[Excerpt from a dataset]
☆ ☆ ☆ ☆ ☆ ☆ ☆

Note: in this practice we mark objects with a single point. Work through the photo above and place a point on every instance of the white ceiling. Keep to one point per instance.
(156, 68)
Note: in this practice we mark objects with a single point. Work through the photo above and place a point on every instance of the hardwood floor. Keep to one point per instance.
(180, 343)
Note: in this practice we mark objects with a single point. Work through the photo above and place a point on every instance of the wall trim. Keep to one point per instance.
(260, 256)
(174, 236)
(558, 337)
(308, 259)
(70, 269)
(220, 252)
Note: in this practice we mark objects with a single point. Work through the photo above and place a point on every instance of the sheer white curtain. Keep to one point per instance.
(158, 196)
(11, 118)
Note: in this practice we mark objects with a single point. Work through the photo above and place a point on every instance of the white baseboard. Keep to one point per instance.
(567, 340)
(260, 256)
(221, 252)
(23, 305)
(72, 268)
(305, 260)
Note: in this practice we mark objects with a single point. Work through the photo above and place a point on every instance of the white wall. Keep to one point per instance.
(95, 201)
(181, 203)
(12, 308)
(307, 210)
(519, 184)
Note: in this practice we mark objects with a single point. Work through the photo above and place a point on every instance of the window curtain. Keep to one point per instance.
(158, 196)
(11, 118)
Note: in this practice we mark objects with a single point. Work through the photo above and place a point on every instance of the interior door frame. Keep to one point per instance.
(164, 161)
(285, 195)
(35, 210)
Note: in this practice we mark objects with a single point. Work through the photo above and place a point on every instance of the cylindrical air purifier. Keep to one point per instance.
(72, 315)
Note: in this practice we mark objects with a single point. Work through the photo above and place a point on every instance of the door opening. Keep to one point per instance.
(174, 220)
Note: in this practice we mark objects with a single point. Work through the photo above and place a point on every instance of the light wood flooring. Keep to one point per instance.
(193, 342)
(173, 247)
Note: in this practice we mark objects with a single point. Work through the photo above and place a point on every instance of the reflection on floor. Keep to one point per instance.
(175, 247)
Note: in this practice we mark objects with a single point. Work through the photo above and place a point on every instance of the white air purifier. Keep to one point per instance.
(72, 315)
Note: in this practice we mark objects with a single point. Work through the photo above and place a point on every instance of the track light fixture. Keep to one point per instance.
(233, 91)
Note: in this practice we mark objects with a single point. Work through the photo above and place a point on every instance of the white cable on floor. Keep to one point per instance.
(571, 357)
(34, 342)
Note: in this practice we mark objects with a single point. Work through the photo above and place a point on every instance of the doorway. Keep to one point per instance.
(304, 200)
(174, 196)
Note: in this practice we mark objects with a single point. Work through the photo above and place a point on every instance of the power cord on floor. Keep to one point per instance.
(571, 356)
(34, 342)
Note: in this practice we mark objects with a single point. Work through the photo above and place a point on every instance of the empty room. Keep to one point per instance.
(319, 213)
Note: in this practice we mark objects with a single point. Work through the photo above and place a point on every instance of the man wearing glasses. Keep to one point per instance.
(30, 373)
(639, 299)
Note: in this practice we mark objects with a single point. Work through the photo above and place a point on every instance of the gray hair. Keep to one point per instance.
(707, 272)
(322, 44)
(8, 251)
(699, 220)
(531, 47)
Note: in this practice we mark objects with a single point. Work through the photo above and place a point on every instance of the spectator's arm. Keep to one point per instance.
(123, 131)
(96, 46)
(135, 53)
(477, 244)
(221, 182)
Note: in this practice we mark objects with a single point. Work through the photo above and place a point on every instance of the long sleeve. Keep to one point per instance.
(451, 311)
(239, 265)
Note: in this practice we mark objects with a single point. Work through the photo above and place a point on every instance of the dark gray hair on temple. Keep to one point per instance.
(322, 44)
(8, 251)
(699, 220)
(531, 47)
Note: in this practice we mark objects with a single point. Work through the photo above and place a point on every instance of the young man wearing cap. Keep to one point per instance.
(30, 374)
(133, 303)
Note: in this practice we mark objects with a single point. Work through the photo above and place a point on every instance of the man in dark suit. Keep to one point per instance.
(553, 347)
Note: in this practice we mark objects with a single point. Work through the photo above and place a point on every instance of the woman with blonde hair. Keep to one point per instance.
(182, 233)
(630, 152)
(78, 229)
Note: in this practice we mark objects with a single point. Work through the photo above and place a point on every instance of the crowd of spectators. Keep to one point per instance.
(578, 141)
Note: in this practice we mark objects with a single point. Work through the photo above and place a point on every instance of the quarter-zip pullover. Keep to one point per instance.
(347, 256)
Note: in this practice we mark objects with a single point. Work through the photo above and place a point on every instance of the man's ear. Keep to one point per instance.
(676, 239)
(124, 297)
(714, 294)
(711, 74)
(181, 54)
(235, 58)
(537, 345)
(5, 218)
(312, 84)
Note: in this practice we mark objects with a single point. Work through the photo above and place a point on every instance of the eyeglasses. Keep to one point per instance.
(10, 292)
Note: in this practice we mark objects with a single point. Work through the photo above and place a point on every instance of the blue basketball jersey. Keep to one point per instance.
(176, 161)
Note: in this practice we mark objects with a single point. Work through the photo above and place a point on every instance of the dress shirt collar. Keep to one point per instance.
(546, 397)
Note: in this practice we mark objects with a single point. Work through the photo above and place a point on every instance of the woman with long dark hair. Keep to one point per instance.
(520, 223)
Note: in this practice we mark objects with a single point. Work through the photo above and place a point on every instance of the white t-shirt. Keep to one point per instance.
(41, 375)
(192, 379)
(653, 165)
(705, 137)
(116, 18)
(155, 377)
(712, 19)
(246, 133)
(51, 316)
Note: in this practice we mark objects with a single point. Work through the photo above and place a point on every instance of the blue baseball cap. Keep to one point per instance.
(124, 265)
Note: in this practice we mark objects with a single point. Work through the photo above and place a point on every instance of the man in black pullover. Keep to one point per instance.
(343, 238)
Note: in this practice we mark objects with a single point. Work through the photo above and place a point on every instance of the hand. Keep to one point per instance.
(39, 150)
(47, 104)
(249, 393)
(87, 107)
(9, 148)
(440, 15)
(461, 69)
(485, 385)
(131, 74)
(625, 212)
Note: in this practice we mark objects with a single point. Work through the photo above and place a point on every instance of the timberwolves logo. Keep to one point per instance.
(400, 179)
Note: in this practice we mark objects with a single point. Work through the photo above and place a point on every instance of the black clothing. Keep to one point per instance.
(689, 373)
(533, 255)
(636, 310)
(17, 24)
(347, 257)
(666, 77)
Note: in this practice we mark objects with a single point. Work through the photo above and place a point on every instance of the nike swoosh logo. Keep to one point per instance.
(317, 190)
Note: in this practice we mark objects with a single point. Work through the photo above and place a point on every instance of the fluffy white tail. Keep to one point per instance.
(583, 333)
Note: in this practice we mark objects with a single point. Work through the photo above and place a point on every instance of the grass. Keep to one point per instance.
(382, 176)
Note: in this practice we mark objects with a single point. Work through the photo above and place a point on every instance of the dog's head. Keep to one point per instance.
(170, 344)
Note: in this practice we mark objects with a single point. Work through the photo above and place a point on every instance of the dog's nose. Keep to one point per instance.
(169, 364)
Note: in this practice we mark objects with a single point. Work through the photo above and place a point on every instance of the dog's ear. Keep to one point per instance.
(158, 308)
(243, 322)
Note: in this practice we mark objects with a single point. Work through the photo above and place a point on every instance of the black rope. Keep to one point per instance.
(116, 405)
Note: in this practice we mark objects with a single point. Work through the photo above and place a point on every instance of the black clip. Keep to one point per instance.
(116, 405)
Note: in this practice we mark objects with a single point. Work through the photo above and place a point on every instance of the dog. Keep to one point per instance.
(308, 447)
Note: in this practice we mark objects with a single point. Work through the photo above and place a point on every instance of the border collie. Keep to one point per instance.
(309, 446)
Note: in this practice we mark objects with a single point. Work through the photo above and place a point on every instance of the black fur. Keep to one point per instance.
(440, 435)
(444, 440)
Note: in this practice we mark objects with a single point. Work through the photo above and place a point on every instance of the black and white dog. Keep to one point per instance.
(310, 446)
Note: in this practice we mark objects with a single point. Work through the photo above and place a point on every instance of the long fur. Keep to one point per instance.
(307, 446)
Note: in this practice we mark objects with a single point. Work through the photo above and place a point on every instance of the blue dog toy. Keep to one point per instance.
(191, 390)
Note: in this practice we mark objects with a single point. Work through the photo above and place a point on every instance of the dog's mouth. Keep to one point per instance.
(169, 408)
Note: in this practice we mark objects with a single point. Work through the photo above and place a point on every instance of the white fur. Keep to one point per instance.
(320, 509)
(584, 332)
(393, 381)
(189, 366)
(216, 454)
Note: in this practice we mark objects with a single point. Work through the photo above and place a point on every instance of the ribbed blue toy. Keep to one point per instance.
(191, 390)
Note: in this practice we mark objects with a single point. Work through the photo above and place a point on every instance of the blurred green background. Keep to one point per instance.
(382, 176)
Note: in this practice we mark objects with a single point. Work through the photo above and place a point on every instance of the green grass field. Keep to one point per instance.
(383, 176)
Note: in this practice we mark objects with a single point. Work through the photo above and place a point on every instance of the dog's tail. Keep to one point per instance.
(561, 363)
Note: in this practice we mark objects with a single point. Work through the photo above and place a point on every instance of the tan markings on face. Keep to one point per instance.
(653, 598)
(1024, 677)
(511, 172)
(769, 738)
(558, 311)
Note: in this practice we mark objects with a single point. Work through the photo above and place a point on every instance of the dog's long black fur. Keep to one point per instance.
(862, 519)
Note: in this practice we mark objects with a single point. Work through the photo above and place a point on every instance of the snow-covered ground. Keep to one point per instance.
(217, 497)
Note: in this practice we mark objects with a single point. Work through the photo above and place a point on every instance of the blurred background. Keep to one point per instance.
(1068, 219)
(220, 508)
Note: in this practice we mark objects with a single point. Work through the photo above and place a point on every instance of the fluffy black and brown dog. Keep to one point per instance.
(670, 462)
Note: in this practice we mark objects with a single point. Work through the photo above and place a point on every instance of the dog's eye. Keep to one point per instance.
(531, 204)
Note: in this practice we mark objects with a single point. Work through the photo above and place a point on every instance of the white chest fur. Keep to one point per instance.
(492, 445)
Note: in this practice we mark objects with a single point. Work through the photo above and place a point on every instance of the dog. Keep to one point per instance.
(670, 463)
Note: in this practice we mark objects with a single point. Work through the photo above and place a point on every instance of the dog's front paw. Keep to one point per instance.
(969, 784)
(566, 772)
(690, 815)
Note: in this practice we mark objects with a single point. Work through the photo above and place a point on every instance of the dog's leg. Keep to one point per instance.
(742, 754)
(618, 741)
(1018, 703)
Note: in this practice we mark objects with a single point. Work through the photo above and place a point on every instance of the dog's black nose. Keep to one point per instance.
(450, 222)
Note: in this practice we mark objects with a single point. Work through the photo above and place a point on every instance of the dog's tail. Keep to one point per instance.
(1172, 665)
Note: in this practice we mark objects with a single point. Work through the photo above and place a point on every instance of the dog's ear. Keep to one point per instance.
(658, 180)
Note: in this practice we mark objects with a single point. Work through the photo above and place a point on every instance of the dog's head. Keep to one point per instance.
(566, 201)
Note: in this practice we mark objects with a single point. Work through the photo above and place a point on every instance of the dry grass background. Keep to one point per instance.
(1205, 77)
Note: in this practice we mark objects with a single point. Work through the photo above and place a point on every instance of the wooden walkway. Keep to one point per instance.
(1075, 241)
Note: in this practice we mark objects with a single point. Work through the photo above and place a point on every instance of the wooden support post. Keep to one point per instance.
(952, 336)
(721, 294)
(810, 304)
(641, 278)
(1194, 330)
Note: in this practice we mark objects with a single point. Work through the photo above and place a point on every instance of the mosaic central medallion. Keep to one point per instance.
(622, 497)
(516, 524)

☆ ☆ ☆ ☆ ☆ ☆ ☆

_STATED PROBLEM_. Repeat, exactly and only, the lines above from the one containing "grass background. Keep to one point per instance." through the end of the material.

_ANSWER_.
Note: in this practice we mark objects with a single point. Work through the photo above and place a point on every instance of the dry grass background. Keep to one point per instance.
(1205, 77)
Note: in this practice we mark objects with a single point. Work through the photo above and place a point on every instance of the wooden walkway. Keep to one point per instance.
(1075, 241)
Note: in this practice we mark objects with a single point. Work through the photo above and place a point on every instance of the wooden support post. Keep to one point per instance.
(952, 336)
(721, 294)
(810, 304)
(641, 278)
(1194, 330)
Note: in this practice we mark objects with a single point. Work through the photo above and place a point on every instance of the mosaic central medallion. Keep to one point per instance.
(622, 497)
(516, 524)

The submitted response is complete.